Le yoyo boursier n’en finit plus…

Depuis un peu plus de deux mois, le Cac 40 est devenu une véritable girouette : – 23,9 % du 1er au 27 octobre, + 20,3 % au cours des six jours suivants, – 21,9 % du 5 au 21 novembre, + 13,2 % la semaine suivante, – 8,4 % ensuite et enfin + 4,5 % la semaine dernière. Lorsqu’en septembre dernier, nous écrivions que les amateurs des montagnes russes seraient gâtés sur les marchés boursiers, nous étions loin d’imaginer que la volatilité de ces derniers serait si forte.

Et pour cause : depuis la faillite de Lehman Brothers et la panique qui en a découlé, les investisseurs et autres intervenants sur les marchés ont perdu tous leurs repères. Si bien que leur horizon de placement s’est considérablement réduit. En effet, celui-ci ne se mesure plus en mois (comme le voudrait le fonctionnement normal des marchés boursiers), ni en semaines, ni même en jours, mais en heures. Dès lors, toute nouvelle économique, financière ou politique donne lieu à une sur-réaction extrême dans une proportion rarement rencontrée.

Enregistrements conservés
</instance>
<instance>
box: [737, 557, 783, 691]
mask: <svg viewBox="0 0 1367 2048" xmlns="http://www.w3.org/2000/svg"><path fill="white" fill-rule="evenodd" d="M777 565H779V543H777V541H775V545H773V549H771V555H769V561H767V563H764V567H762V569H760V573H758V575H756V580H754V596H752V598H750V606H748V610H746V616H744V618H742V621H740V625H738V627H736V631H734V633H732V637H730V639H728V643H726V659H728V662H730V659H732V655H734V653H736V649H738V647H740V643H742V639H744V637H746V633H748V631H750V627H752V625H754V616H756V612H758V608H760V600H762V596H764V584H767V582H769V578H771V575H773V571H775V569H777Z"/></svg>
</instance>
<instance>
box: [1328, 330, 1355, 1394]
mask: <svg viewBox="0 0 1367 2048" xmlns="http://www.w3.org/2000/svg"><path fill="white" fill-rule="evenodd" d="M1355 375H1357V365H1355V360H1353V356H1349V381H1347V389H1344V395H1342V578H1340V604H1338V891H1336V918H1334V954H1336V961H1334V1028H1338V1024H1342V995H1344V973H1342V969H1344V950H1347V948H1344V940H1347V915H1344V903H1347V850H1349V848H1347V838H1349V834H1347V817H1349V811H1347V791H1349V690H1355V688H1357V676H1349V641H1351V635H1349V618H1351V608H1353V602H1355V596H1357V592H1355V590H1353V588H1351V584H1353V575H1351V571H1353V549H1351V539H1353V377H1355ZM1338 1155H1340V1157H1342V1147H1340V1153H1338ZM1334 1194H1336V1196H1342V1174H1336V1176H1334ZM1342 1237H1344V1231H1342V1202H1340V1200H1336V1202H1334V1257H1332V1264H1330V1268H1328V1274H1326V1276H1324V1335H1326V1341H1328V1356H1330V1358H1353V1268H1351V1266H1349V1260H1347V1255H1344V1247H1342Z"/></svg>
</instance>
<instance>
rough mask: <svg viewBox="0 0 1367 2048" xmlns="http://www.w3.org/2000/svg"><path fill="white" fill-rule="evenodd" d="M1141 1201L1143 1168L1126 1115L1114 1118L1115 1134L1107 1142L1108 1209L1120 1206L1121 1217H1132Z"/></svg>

> EXERCICES
**a.** D'après le texte sur les fluctuations du Cac 40, en quelle unité se mesure désormais l'horizon de placement des investisseurs ?
**b.** Rédigez la suite du texte sur les fluctuations du Cac 40.

> CORRIGÉS
**a.** Il se mesure en heures.

**b.**
La raison de court-termisme viscéral est malheureusement simple : ayant perdu tous leurs repères depuis le 15 septembre, évoluant dans un brouillard complet, les investisseurs n’ont plus la possibilité matérielle de se projeter dans un avenir qui dépasse la semaine. Dès lors, ils naviguent à vue, en espérant ne pas tomber sur un récif inattendu. Le problème réside dans le fait qu’un tel comportement revient à fragiliser l’ensemble des acteurs économiques et financiers, d’où un nouvel épaississement du brouillard and the beat goes on…

Une question angoissante se pose alors : quand et comment allons nous sortir de ce cercle pernicieux ? Ne soyons pas dupes, cela prendra du temps. Et pour cause : toute inflexion de politique économique prend six à neuf mois pour agir sur l’activité. Ainsi, la baisse des taux directeurs de la Fed du début 2008 commence seulement à produire ses effets depuis quelques semaines. De même, la baisse du taux refi de la BCE ou encore la dépréciation de l’euro n’agiront vraiment qu’à partir de l’été prochain.

A fortiori et même si leur impact sur l’activité est un peu plus rapide que celui de la politique monétaire, les plans de relance budgétaires de l’activité n’ayant pas encore vu le jour (ils ne seront engagés qu’à partir de janvier-février 2009 des deux côtés de l’Atlantique), ils ne produiront leurs effets qu’à partir du printemps prochain au plus tôt. Il ne faut donc pas être trop pressés. C’est d’ailleurs là que se situe toute la difficulté, car les marchés n’ont aujourd’hui plus le temps d’attendre.

Pour autant, si nous réussissons simplement à laisser du temps au temps, alors tout devrait progressivement se rétablir. En attendant, les marchés devraient retrouver du grain à moudre assez rapidement par d’autres voies. Tout d’abord, l’impact de la baisse du baril est quasiment immédiat sur l’inflation, donc sur le pouvoir d’achat et enfin la consommation.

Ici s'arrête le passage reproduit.